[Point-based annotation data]
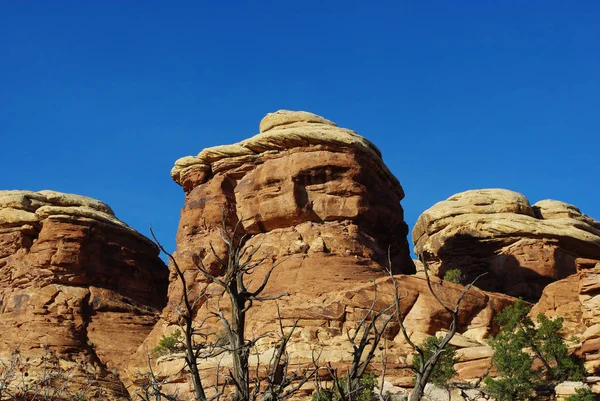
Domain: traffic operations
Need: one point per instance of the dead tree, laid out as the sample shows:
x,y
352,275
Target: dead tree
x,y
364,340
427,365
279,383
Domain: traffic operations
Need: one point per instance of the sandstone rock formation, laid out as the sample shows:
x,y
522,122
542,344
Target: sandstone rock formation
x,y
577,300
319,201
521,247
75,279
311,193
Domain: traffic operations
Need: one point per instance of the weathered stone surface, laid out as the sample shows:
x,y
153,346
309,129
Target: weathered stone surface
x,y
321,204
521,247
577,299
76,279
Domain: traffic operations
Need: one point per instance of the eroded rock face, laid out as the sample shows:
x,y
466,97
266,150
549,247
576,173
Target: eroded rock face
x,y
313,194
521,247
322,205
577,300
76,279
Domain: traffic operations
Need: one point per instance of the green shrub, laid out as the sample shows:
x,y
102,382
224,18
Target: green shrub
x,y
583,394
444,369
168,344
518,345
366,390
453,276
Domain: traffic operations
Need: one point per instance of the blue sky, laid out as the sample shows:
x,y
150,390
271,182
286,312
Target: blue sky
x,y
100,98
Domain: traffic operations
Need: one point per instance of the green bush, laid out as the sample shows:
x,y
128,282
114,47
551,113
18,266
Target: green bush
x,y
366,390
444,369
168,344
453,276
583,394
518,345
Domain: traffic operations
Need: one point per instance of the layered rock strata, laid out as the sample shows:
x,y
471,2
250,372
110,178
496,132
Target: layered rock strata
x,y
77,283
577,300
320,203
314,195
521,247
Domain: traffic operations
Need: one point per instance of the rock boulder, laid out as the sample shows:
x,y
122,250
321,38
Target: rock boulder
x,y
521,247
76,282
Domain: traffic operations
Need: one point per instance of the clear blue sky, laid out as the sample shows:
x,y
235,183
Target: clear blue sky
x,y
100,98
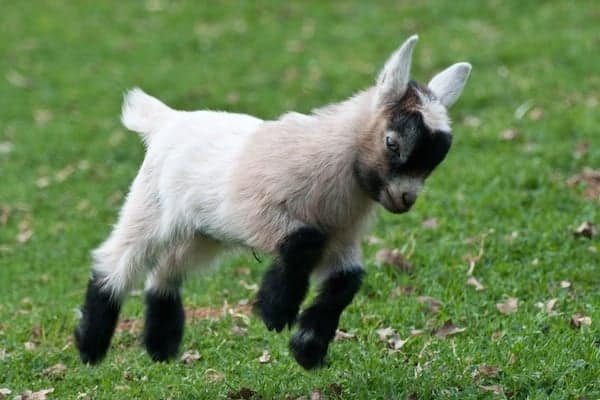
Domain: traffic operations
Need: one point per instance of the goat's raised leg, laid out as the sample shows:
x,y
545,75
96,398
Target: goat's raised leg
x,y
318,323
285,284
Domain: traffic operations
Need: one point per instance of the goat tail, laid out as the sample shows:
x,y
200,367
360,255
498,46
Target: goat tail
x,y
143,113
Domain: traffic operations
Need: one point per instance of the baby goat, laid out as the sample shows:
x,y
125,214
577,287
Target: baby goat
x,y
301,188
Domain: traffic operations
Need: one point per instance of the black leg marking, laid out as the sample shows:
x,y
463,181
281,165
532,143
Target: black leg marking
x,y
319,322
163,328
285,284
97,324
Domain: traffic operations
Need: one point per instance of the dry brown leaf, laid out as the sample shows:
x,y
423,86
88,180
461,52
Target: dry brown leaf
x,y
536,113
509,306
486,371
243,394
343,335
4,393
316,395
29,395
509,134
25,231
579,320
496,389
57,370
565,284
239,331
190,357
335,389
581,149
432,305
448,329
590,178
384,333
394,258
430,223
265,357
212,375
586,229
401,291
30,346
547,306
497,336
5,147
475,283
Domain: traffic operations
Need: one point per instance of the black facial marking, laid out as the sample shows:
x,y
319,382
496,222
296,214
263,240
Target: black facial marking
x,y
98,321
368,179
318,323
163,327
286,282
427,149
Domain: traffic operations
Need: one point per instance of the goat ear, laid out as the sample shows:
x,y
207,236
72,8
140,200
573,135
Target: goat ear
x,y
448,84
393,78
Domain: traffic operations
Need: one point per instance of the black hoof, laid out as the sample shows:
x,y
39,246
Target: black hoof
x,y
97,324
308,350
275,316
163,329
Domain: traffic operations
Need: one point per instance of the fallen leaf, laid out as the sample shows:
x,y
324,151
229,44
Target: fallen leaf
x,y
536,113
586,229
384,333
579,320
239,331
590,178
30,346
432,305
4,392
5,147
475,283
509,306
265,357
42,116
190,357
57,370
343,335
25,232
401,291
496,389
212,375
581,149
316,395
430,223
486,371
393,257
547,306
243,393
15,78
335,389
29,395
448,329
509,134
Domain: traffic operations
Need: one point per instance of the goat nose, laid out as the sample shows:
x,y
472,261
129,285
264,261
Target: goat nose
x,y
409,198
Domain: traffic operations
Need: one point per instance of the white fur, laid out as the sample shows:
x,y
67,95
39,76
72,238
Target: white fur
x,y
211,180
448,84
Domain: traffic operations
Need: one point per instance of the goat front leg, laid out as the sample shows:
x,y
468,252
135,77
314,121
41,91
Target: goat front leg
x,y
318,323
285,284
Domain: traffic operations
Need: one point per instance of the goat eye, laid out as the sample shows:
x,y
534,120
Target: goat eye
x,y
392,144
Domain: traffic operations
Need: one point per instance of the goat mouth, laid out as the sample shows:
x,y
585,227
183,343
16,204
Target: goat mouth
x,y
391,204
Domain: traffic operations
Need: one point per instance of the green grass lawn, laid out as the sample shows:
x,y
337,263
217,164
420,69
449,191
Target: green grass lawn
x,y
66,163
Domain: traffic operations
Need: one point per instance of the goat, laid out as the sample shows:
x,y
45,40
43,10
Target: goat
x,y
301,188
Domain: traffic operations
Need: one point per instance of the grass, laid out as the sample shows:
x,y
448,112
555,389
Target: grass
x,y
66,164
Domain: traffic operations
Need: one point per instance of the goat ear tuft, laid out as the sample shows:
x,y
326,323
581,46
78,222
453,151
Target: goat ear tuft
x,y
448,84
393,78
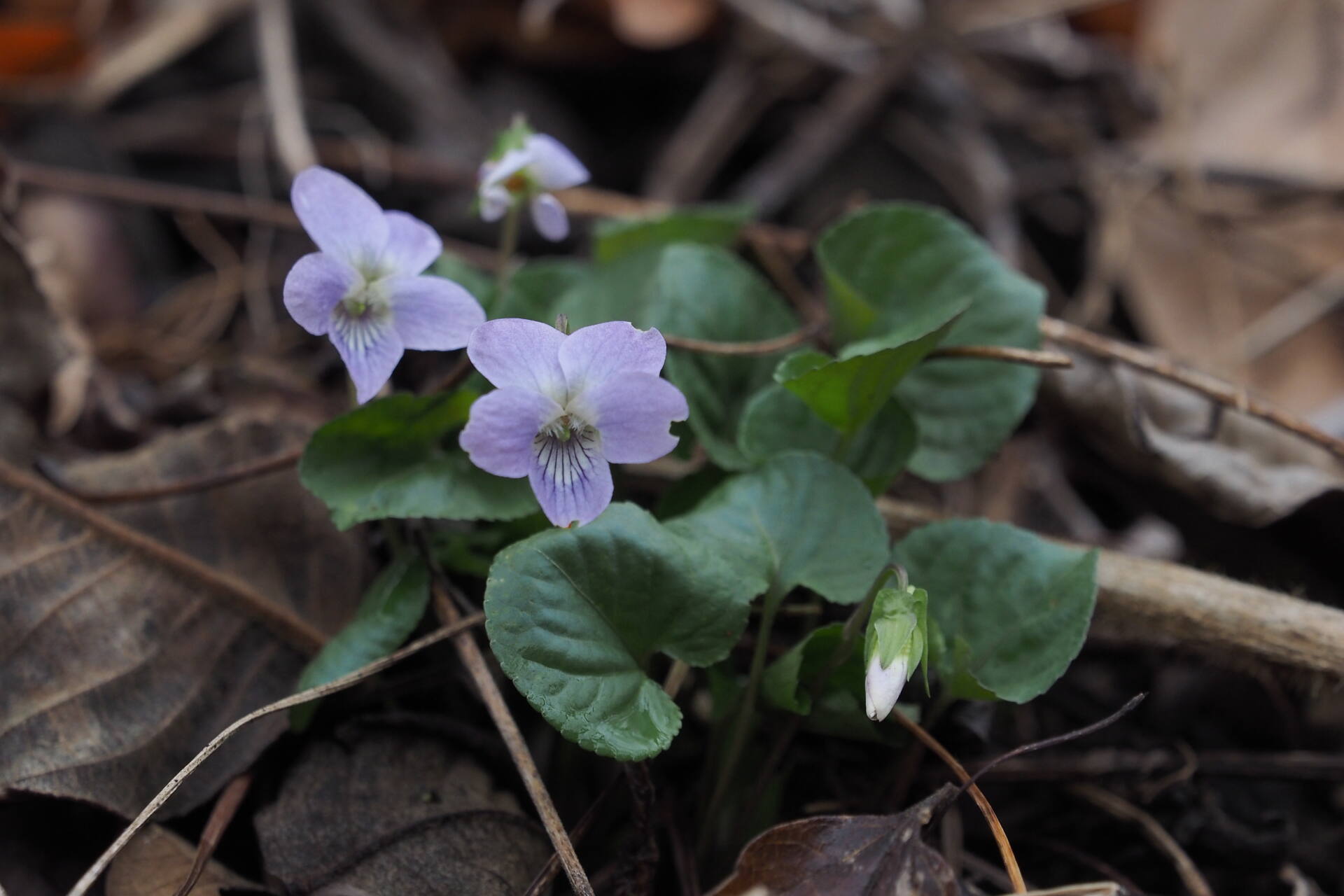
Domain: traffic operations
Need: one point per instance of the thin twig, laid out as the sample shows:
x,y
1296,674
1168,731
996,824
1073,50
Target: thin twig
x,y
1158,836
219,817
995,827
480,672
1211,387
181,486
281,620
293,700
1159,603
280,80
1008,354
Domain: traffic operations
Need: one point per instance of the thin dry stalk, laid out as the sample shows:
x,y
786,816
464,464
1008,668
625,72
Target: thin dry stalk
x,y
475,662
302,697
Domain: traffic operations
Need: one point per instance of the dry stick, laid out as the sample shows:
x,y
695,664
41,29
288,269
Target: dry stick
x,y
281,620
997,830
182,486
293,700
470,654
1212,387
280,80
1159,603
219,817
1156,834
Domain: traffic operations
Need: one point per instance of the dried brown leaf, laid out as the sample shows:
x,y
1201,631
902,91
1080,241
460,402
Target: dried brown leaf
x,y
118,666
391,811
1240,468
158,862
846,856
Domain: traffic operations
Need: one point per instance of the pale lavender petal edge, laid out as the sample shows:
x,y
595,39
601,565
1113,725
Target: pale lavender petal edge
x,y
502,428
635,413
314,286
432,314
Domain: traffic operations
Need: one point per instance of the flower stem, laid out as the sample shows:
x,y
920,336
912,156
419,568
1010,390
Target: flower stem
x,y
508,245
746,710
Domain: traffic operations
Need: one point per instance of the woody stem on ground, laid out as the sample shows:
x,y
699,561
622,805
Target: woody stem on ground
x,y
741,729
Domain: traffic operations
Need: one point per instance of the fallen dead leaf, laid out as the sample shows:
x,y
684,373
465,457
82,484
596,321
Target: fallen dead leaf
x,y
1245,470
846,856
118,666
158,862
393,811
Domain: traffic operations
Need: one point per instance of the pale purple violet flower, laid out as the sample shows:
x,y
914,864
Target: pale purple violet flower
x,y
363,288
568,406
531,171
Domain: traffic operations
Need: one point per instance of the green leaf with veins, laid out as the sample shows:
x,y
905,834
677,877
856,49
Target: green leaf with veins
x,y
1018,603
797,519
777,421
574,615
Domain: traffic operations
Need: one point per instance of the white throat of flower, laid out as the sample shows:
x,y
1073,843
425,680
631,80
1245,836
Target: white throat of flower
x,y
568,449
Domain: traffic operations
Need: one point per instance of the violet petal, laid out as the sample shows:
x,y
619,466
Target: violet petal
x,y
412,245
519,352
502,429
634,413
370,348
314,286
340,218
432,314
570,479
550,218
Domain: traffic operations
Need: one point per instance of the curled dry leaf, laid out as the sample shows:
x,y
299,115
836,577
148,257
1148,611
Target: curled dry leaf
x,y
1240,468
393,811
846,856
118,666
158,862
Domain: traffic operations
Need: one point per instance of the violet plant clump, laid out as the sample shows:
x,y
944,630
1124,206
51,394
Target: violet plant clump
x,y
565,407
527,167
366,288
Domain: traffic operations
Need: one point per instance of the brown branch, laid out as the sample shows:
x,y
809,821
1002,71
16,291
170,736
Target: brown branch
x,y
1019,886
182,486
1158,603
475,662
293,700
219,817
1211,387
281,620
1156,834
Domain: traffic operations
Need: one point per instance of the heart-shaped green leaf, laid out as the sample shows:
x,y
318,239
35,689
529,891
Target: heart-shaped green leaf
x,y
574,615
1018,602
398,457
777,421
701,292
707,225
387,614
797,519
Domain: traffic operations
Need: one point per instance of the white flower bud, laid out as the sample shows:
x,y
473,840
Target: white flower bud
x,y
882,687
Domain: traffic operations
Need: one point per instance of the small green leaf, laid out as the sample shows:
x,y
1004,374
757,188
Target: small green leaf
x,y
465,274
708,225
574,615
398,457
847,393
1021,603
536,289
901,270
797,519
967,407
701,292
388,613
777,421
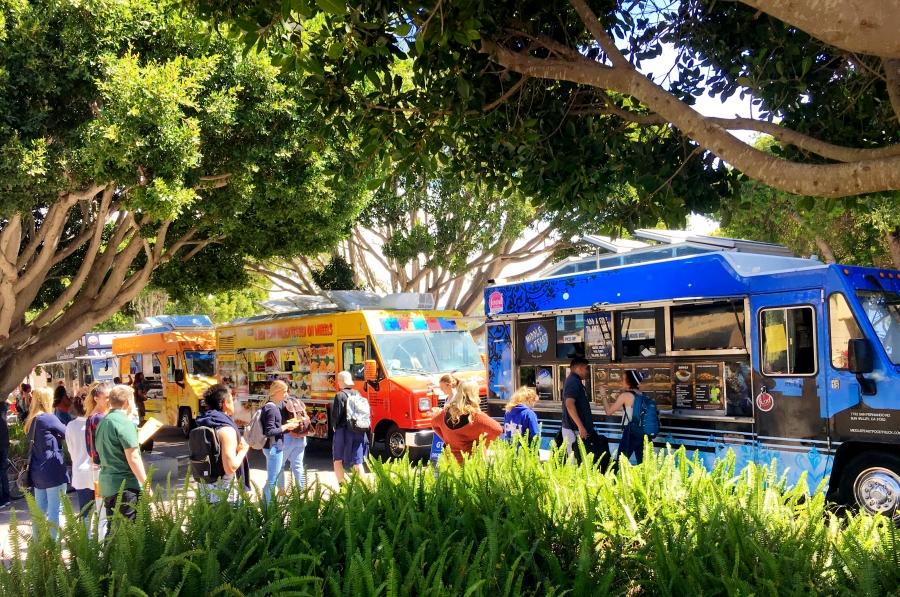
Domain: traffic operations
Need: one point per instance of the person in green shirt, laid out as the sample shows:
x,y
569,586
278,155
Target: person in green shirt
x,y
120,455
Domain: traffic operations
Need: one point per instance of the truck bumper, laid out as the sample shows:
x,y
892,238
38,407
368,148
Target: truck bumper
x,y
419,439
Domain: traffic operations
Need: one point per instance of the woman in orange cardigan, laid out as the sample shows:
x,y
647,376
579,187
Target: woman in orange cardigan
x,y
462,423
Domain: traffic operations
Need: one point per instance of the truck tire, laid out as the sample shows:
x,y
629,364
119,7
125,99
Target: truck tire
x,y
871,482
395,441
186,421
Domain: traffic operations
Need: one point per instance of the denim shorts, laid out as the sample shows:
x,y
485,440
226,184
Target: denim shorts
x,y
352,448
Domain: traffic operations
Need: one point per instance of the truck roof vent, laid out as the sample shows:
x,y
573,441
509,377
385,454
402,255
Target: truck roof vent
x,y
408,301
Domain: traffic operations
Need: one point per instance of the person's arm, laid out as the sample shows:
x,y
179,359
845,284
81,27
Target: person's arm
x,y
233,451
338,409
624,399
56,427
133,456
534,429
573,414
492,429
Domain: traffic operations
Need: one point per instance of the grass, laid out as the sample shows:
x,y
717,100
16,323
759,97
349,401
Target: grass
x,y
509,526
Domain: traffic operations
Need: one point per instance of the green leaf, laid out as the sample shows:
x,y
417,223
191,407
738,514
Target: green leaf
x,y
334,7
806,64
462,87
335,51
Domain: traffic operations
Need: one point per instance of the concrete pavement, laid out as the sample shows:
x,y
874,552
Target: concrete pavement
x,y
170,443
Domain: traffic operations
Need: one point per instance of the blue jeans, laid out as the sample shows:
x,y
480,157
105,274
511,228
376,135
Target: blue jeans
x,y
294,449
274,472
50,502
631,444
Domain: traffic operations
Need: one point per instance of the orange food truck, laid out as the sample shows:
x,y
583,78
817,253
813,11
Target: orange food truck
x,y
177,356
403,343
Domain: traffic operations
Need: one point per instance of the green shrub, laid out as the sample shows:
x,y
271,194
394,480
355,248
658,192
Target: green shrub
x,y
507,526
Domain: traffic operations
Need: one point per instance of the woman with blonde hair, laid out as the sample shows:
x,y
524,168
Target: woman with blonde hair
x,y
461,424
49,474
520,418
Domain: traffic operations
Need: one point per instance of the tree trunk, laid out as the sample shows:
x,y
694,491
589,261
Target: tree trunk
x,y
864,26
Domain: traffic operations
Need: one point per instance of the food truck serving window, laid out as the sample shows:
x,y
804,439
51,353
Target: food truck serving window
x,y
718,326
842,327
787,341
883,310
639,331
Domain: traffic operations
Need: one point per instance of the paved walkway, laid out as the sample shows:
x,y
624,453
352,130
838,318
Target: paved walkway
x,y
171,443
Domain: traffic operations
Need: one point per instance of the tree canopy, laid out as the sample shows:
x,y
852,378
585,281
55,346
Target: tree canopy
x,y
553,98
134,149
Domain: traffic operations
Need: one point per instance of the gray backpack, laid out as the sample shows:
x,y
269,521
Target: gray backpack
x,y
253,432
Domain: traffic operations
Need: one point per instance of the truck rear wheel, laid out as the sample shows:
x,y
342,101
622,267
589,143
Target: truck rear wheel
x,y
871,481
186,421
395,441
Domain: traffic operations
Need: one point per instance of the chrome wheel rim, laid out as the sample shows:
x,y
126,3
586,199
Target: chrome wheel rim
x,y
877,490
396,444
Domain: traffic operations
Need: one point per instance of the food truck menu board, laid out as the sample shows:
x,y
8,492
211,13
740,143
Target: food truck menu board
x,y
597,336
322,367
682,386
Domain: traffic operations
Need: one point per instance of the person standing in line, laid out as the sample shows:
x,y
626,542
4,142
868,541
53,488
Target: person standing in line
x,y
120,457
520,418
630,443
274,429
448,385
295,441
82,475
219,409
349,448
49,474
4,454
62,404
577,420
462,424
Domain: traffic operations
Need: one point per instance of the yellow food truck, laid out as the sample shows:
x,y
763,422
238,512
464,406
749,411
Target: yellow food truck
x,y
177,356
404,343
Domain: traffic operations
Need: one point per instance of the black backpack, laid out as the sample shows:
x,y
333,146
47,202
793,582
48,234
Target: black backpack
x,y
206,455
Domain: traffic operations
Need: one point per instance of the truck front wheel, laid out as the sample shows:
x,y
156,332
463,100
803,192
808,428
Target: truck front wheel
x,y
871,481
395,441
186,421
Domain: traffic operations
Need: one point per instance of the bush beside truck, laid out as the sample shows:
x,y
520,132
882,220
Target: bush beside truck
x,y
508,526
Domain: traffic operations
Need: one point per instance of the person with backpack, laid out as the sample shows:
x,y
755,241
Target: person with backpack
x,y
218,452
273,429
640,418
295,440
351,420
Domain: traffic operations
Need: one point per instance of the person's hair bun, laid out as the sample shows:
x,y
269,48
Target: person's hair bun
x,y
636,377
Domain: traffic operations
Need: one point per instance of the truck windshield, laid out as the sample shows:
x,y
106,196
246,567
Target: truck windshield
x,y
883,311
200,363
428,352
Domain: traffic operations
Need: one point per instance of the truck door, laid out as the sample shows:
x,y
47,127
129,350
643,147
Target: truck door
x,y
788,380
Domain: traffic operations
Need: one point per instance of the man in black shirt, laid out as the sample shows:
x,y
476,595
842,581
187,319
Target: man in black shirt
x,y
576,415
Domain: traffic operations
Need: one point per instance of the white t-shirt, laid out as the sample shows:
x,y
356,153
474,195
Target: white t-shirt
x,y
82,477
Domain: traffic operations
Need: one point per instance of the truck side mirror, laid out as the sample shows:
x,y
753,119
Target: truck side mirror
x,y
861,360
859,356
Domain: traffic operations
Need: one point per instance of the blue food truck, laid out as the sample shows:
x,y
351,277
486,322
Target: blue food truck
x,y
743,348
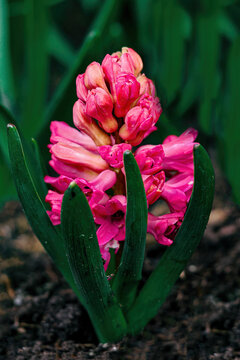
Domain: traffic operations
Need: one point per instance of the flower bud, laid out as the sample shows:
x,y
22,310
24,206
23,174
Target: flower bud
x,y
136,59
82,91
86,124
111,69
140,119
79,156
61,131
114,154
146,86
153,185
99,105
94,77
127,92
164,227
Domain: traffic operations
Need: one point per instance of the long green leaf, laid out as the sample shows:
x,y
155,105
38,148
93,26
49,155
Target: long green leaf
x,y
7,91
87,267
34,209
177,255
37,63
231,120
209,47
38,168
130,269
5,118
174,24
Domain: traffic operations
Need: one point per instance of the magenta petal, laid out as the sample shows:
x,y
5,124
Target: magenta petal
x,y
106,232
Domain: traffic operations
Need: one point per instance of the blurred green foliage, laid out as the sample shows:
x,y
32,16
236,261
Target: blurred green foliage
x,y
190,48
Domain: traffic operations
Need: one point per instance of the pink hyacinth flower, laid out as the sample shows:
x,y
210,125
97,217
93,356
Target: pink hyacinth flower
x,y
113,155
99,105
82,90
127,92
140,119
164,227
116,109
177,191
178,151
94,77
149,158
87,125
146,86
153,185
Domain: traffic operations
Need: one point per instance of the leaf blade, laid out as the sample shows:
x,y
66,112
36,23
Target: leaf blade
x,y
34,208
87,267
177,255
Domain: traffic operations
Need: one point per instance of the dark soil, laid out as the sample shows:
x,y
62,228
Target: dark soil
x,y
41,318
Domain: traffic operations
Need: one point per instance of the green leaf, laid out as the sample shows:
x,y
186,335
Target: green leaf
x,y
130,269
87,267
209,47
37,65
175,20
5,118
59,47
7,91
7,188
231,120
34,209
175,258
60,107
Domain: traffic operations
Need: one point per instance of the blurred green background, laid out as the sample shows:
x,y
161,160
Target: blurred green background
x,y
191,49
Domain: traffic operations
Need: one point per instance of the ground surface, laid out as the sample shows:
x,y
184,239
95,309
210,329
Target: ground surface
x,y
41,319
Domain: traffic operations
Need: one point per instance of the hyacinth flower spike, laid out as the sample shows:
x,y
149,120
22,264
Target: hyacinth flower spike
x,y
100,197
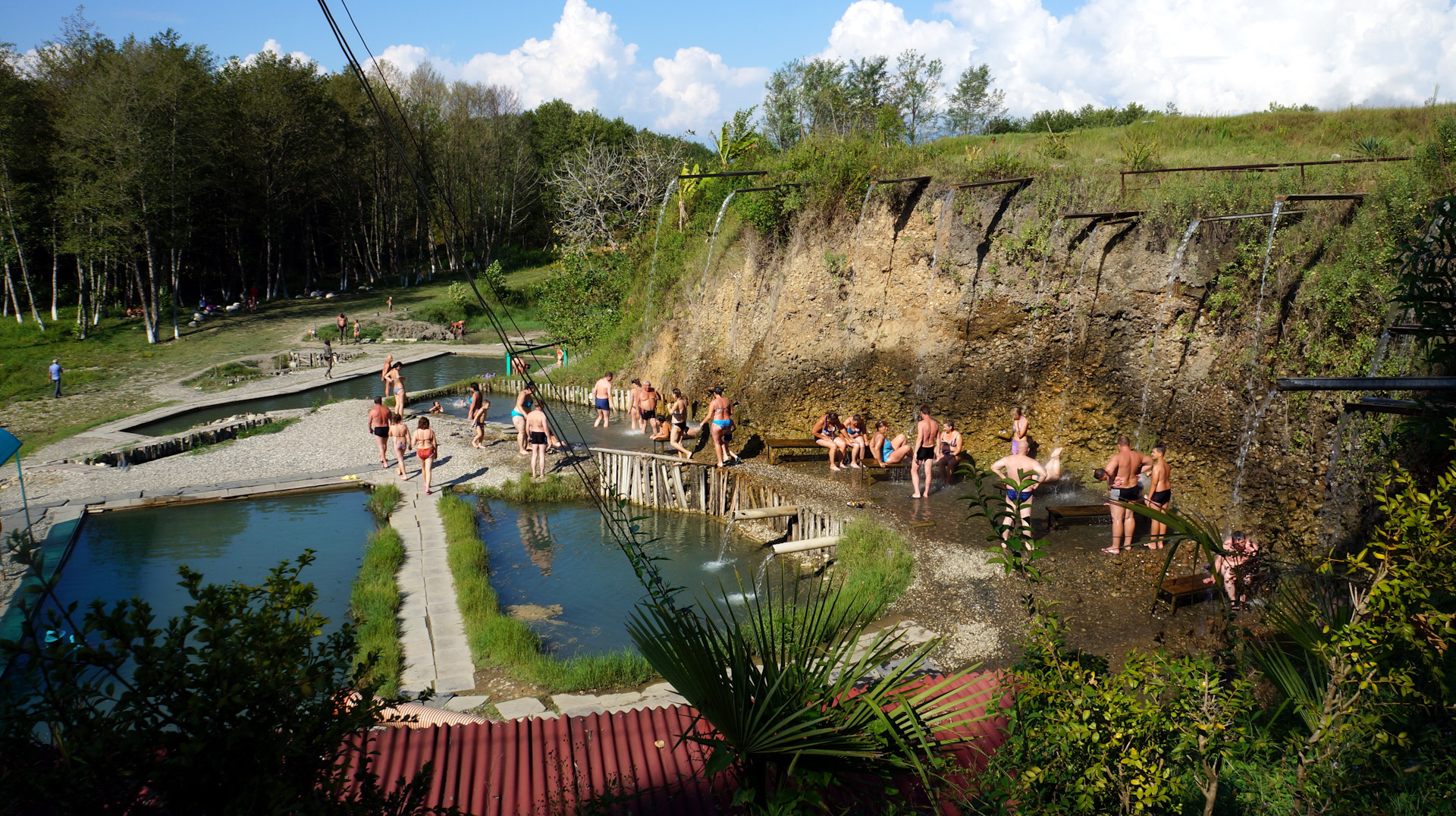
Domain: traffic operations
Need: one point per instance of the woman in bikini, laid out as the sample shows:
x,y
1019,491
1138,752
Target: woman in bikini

[Written exercise]
Return every line of the material above that contains the string "shirt", copying each line unchanged.

[The output]
Need: one point per instance of the person in green shirt, laid out as the sample shows:
Target: person in green shirt
Need: one point per instance of the man in black shirt, laid out as the sample shows:
Target: man in black shirt
Need: one point per instance of the white t-shirt, laid out as the sample shows:
Target: white t-shirt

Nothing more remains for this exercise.